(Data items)
- Opening Delimiter -
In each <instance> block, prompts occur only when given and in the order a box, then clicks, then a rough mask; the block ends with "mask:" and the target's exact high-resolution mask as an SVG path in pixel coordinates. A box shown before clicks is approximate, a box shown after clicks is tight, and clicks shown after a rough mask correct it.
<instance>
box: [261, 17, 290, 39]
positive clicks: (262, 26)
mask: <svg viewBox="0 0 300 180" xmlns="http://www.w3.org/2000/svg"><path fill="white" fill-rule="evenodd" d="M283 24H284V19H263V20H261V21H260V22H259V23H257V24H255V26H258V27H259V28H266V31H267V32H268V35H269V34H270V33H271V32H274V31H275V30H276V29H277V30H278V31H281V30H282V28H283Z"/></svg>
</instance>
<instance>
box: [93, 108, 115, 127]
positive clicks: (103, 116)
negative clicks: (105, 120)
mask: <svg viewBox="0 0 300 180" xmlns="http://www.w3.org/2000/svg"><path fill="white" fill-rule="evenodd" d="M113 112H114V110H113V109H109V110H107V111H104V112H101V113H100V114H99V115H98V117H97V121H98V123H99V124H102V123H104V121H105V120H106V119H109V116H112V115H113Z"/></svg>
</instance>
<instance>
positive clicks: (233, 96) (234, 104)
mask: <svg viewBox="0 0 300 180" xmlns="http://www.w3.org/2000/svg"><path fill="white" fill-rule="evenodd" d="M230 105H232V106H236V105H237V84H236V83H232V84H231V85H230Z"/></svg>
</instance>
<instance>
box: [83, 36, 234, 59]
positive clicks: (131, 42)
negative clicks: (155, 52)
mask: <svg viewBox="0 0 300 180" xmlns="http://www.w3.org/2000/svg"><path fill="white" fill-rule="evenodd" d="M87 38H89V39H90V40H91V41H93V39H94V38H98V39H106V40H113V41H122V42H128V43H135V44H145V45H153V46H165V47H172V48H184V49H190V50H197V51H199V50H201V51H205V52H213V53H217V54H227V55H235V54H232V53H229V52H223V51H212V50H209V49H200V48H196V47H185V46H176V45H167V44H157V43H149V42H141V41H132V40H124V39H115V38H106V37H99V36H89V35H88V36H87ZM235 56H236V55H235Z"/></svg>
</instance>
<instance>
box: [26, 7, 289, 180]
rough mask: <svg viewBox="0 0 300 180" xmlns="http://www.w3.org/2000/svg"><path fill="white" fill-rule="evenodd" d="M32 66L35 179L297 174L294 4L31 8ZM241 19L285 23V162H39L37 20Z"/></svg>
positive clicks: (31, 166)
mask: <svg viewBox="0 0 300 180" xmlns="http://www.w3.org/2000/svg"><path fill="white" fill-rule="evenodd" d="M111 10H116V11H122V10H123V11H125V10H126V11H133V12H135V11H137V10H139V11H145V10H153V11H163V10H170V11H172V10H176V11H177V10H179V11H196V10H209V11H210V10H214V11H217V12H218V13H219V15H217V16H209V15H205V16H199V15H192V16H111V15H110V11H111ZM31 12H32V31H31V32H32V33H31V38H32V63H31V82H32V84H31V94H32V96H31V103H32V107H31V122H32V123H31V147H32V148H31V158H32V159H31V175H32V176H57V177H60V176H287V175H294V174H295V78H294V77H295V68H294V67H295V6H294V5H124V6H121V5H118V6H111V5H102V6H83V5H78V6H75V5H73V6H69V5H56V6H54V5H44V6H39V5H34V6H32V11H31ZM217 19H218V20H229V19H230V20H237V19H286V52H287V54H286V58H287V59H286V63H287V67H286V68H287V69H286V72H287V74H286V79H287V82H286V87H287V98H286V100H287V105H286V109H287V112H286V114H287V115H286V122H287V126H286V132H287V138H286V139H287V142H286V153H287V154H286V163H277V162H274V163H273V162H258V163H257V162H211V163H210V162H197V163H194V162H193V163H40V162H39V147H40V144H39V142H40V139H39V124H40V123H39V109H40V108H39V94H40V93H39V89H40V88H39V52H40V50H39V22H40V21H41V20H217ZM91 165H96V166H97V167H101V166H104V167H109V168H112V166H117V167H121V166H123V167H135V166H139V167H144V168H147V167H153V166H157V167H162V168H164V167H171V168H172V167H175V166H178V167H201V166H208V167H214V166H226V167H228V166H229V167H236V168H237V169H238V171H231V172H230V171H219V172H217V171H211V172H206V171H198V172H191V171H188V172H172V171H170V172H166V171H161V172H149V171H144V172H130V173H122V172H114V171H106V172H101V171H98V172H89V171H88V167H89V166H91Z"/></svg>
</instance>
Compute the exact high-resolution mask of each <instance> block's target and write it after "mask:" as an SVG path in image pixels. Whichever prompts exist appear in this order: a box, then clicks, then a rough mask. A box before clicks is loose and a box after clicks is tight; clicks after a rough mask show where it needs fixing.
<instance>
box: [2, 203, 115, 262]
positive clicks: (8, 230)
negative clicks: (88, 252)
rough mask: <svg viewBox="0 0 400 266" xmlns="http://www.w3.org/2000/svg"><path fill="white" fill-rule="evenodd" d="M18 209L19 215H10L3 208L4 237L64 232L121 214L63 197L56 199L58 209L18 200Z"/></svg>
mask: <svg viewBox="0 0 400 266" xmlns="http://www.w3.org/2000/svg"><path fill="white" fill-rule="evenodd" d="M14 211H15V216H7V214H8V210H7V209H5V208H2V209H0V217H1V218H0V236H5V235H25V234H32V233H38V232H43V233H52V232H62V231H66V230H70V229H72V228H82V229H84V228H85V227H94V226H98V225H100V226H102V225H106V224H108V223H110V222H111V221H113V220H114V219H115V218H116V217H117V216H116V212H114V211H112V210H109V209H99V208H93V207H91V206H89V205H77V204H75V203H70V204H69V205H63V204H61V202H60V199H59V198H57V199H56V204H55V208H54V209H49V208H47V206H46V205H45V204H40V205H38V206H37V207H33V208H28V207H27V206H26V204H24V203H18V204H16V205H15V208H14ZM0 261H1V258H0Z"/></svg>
- Closing Delimiter -
- Opening Delimiter -
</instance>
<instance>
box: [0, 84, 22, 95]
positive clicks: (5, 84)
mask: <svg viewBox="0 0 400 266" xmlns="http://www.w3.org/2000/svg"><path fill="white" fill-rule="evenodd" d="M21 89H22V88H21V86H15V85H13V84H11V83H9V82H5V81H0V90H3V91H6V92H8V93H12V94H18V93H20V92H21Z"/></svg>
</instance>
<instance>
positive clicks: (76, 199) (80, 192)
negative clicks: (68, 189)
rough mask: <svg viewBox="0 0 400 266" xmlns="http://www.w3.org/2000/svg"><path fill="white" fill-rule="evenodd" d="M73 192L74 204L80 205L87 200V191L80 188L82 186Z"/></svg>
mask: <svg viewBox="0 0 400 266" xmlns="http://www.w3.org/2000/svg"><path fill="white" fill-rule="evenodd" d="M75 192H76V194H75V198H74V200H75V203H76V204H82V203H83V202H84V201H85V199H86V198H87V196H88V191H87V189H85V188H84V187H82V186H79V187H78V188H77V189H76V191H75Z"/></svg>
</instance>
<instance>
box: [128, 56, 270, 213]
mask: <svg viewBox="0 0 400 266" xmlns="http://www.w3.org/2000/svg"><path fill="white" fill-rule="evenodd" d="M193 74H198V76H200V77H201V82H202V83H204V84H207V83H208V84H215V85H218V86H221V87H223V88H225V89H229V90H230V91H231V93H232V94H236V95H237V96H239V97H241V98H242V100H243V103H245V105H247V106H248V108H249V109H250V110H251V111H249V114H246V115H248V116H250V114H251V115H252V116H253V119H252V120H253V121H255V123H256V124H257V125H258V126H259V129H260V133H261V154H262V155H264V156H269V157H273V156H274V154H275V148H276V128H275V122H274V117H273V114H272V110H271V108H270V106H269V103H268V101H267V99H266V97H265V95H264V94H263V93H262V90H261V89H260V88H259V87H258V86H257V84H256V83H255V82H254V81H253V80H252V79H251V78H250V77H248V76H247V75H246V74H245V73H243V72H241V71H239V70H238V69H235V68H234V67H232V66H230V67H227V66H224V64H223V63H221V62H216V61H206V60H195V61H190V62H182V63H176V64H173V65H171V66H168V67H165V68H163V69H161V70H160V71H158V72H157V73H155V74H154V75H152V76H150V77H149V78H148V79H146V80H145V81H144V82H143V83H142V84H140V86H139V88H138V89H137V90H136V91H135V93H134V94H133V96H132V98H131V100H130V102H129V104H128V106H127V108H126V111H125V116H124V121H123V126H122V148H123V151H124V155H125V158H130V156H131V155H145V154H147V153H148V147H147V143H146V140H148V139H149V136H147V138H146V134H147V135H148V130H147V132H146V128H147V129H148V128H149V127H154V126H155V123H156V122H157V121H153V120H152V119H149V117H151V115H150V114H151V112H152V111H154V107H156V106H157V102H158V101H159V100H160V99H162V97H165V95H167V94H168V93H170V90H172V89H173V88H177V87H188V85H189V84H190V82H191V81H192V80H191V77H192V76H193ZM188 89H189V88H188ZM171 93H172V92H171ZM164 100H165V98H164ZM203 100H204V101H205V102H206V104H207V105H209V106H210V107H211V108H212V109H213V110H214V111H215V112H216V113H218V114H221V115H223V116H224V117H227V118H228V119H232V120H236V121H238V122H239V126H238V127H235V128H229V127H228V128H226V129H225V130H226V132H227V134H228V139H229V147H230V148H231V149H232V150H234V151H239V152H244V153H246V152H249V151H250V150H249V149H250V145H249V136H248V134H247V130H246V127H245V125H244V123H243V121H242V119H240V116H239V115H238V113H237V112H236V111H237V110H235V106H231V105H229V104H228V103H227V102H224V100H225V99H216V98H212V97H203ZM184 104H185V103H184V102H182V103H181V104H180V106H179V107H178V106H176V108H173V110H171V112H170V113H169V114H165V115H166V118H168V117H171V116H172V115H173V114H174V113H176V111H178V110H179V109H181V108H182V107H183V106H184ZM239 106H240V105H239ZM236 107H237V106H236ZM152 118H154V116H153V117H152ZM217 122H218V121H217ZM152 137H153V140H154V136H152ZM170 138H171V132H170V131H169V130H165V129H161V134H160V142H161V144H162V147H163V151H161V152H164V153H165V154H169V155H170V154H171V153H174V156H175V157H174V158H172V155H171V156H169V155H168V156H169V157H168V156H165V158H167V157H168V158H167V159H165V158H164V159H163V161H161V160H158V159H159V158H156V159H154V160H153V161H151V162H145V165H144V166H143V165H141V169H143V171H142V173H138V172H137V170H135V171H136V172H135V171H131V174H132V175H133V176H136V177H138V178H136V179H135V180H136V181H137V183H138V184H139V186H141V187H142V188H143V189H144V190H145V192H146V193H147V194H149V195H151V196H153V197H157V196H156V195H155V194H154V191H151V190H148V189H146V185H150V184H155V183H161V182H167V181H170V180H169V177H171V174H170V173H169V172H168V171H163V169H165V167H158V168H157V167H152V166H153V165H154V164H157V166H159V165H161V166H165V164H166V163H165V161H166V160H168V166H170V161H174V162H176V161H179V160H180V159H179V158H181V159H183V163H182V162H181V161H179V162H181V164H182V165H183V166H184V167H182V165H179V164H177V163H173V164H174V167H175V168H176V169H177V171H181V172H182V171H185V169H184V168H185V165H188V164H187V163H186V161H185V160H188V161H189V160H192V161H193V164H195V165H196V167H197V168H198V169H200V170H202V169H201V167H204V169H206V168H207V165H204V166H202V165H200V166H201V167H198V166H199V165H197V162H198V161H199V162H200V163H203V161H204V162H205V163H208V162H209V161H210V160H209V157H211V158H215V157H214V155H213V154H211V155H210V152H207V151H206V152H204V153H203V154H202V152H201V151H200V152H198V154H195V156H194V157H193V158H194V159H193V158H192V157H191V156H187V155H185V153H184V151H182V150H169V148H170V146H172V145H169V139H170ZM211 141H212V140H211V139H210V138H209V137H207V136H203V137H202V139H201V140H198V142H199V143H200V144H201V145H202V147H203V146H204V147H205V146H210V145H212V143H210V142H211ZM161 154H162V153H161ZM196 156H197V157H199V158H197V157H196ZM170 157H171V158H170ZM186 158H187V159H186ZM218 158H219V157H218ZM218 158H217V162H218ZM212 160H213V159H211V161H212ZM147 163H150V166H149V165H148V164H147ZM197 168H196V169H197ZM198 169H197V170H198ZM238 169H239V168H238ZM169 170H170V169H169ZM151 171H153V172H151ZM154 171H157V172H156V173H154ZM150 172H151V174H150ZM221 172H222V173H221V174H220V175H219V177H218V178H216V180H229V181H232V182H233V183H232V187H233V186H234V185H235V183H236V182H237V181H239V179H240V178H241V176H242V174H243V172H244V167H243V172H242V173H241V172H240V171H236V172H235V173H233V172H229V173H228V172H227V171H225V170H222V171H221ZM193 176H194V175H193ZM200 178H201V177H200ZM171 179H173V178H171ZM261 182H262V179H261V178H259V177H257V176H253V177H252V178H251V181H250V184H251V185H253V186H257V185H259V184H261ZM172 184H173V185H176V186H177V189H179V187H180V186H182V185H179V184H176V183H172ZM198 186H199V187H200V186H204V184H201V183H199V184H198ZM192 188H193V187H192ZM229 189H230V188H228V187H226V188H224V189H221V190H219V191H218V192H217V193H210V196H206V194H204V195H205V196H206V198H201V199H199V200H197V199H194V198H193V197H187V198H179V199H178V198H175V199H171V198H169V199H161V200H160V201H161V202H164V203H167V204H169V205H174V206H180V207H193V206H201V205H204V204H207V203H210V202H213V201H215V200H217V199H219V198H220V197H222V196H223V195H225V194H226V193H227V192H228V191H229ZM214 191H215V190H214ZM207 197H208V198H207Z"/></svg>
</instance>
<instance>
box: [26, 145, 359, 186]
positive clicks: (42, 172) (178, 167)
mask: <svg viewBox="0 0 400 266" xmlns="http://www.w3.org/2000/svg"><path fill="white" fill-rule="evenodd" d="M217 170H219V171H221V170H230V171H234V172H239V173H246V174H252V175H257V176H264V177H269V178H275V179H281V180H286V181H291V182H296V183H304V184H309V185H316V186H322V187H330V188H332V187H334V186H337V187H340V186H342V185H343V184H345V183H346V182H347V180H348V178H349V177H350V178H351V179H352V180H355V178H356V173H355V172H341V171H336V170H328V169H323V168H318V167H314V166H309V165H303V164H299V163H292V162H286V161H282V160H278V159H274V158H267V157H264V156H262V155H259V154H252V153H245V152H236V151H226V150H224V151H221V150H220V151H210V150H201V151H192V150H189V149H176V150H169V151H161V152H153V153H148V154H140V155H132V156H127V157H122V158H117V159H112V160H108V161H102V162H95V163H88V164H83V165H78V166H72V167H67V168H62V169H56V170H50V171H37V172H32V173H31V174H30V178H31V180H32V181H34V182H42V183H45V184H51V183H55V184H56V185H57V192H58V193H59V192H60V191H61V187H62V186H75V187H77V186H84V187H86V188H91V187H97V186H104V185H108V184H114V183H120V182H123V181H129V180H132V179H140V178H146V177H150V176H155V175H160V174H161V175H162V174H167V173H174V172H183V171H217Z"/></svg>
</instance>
- Closing Delimiter -
Exercise prompt = Count the lines in the rows above that contain the word "order". Reply with only the number.

Completed exercise = 2